■ THE TASK ■
Could you restate every entry word for word, minus the pictures?

Referring expression data
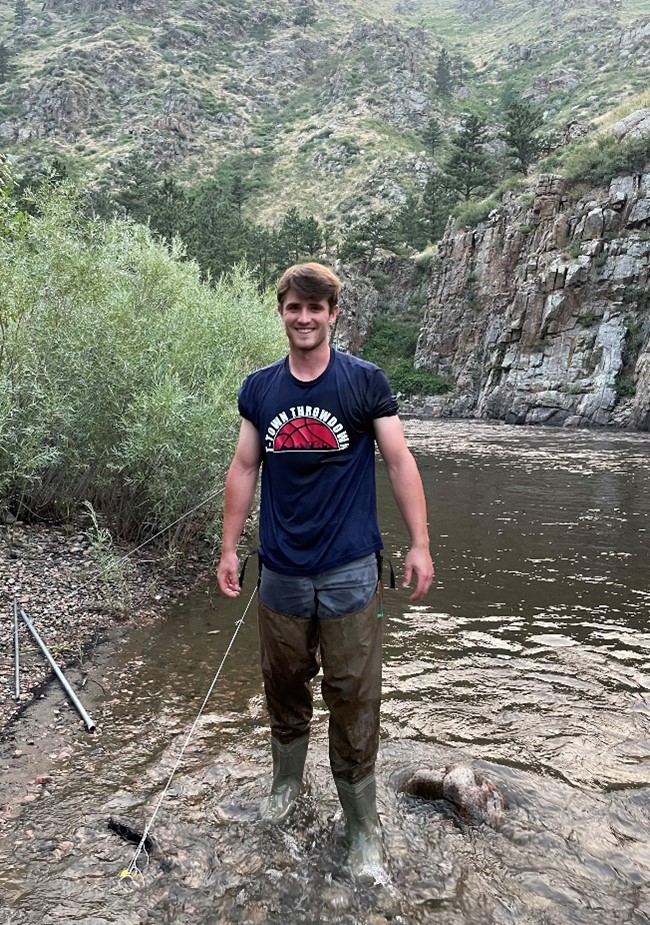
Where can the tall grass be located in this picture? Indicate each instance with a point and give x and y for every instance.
(119, 370)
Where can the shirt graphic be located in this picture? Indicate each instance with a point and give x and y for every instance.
(304, 428)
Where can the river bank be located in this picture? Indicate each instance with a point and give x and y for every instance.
(76, 594)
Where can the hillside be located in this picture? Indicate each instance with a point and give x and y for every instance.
(318, 105)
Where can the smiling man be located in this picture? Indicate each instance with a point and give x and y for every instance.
(311, 421)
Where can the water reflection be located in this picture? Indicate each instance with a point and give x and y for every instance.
(528, 660)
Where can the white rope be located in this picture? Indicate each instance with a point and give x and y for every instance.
(214, 494)
(132, 868)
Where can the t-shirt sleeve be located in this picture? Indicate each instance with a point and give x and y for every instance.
(244, 401)
(384, 403)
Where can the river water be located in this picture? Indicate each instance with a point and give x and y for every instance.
(527, 660)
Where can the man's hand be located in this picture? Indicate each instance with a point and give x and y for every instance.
(418, 562)
(228, 575)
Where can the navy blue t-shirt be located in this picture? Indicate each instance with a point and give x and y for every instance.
(318, 500)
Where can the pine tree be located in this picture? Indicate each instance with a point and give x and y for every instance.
(6, 65)
(443, 74)
(522, 122)
(411, 224)
(21, 11)
(438, 200)
(238, 193)
(469, 167)
(432, 135)
(363, 241)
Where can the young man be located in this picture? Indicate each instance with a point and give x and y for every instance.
(311, 420)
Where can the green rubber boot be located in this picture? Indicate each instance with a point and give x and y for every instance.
(365, 850)
(288, 767)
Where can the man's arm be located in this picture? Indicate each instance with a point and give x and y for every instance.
(407, 487)
(241, 481)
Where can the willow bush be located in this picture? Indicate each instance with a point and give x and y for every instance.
(119, 369)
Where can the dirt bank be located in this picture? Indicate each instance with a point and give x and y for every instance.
(61, 582)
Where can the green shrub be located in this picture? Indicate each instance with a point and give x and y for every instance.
(119, 369)
(469, 214)
(391, 345)
(408, 380)
(598, 161)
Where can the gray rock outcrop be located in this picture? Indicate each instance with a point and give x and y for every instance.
(542, 313)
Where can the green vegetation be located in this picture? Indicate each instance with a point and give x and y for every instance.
(597, 160)
(391, 345)
(118, 369)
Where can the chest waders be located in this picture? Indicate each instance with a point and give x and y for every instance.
(348, 648)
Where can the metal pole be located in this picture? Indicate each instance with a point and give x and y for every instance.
(57, 671)
(16, 651)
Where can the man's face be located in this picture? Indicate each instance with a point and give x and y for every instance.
(306, 321)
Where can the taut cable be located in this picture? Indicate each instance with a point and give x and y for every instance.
(131, 870)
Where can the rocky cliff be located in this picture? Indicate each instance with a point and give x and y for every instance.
(541, 314)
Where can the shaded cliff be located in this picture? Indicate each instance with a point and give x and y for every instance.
(541, 314)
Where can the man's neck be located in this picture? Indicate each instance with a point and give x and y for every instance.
(309, 364)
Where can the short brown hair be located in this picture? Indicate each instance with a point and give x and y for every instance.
(311, 281)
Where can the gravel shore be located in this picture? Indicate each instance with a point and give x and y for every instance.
(56, 577)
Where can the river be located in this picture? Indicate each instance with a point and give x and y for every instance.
(527, 660)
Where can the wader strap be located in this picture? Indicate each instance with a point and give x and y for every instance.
(380, 569)
(243, 569)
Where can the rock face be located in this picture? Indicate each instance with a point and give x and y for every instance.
(541, 314)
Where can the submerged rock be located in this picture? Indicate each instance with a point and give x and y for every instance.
(475, 797)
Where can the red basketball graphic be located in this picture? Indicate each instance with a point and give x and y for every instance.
(304, 434)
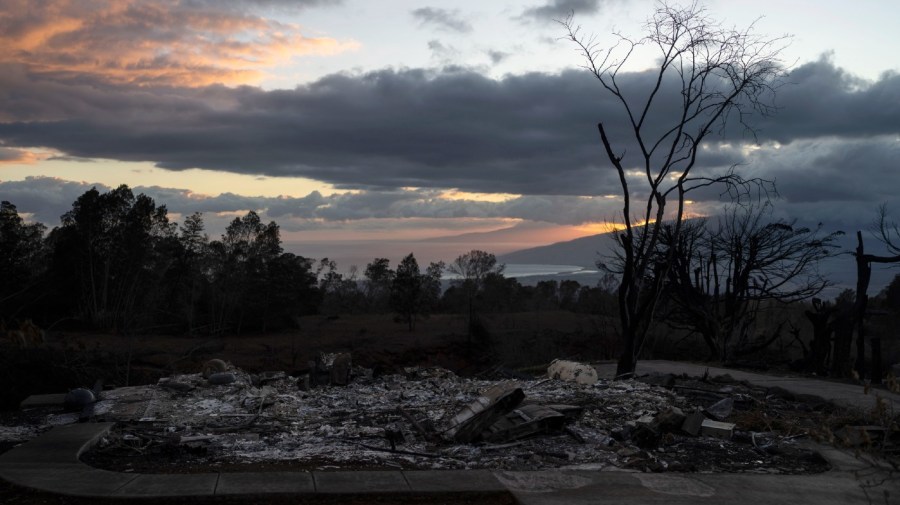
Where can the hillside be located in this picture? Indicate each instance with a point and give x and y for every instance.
(582, 252)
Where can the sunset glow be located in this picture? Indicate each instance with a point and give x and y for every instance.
(463, 123)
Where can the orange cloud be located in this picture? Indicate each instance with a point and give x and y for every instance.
(10, 156)
(148, 42)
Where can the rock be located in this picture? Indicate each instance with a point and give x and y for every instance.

■ WRITTEN RESPONSE ■
Where can the tall grass be located in this picture? Indicate each instance with a point and give x and y for every instance.
(119, 370)
Where can the shirt graphic be located in this picture? Indicate each instance with a point and give x and y for every instance.
(304, 428)
Where can the river bank be located in this picture? Indicate each instance with a point and give x and y for every instance.
(76, 594)
Where can the hillside be located in this picture? Indicate each instance with a point and give x and y for every instance.
(318, 105)
Where can the smiling man be located in this picture? Indicate each instance with a point and give x and y for every instance.
(311, 421)
Where can the water reflection be located in this picture? Indicate each instance with a point and give x and y for every instance.
(528, 660)
Where can the white rope be located in this picture? Indicate each instance with a point and give x and y for every instance.
(214, 494)
(132, 868)
Where can the t-shirt sleeve be located in this picture? Indicate each instance with a point and give x and y for every instance.
(244, 401)
(384, 403)
Where can the river water be located in this picture? Indicate each instance with a point and give x and y for every instance.
(527, 660)
Where can the man's hand be located in this picture? Indicate each instance with a point and give x and y for every instance.
(418, 562)
(228, 575)
Where can the navy blue t-shirt be located in this picture? Indicate each instance with a point and give x and y for every instance.
(318, 500)
Where can the pine tree be located in this picture? Indicate each instance with a point and give x and y for every instance.
(6, 65)
(443, 74)
(522, 122)
(411, 224)
(21, 11)
(438, 200)
(238, 193)
(469, 167)
(432, 135)
(363, 241)
Where can the young man be located in this picture? Indicate each instance with a point and give x and y for every instance.
(311, 420)
Where can the green rubber boot be located in this picture? Indicate each instance with a point and give x and y for every instance.
(365, 850)
(288, 767)
Where can the man's arm be located in this picture? Indicate each instance with a point and give x and y for every instance.
(407, 487)
(241, 481)
Where can the willow bush be located in this picture? Indicate each instance with a point and give x and y for every instance.
(119, 369)
Where can the dirt bank be located in this picture? Indicate each instance with a point and give x and y for every instance.
(61, 582)
Where can the green shrub be located in this picture? Indicate each instance with a point and give x and y for every instance.
(119, 369)
(469, 214)
(391, 345)
(408, 380)
(598, 161)
Where can the gray rock outcrop be located in this picture? Indicate each instance with a point and give x and y for every instance.
(542, 313)
Where can the green vegetation be located in this picture? Indicate each instance with a point and give x and y for every instance.
(597, 160)
(391, 345)
(118, 369)
Where can the chest waders be located in this picture? Indicate each instance with a point and give x and y for every instance.
(348, 648)
Where can the metal pole be located in this picture? Indicate each instance with a point and give x and y for every instance.
(57, 671)
(16, 651)
Where can the man's face be located in this picture? Indicate each instance with a point and give x and y for every instance.
(306, 321)
Where can the taut cable be located in this picture? Indicate each instance with a point and give x and y for every instance.
(131, 870)
Where can the rocky cliff be located in this picture? Indicate each instance with a point and give x and y for every instance.
(541, 314)
Where can the shaded cliff be located in this picture? Indicate each instance with a point and give x and y for every instance.
(541, 314)
Where can the man's neck be located in this picture? Indicate each instance with a point and give x and y for every instance.
(309, 364)
Where can the short brown hair be located in this picture? Indicate each instance with a point and give x and y for every instance.
(311, 281)
Where can the gravel shore be located in this picture? Indicate each instance with a point and give x and y for every instance.
(56, 577)
Where can the river be located in this picture? Indicate each instance with a point and give x and y for every instance.
(527, 660)
Where can the wader strap be located in this picture? Indicate each instance with a point and give x and y for every instance.
(380, 569)
(243, 569)
Where can the rock face be located in this picture? Indicate each instance with a point and give x and y for every instance.
(541, 314)
Where can the submerged rock be located in this picture? Indicate each instance with a point and give x and y for every instance.
(475, 797)
Where can the red basketball graphic be located in this picture? Indicate each instance with a point and give x and y for every instance.
(304, 434)
Where can the hillside be located in this picture? Indicate each instance with a point and give x and y for every instance.
(582, 252)
Where can the sunset glow be located in this picture? Indicate each instance with a point and give x and y for every instance.
(463, 123)
Where can the orange cloud be located in this picture? Indicate each instance with a point and give x and y for every instance.
(10, 156)
(148, 42)
Where can the rock be located in this picture? Indicate each instance with a point and give x and y for every instance.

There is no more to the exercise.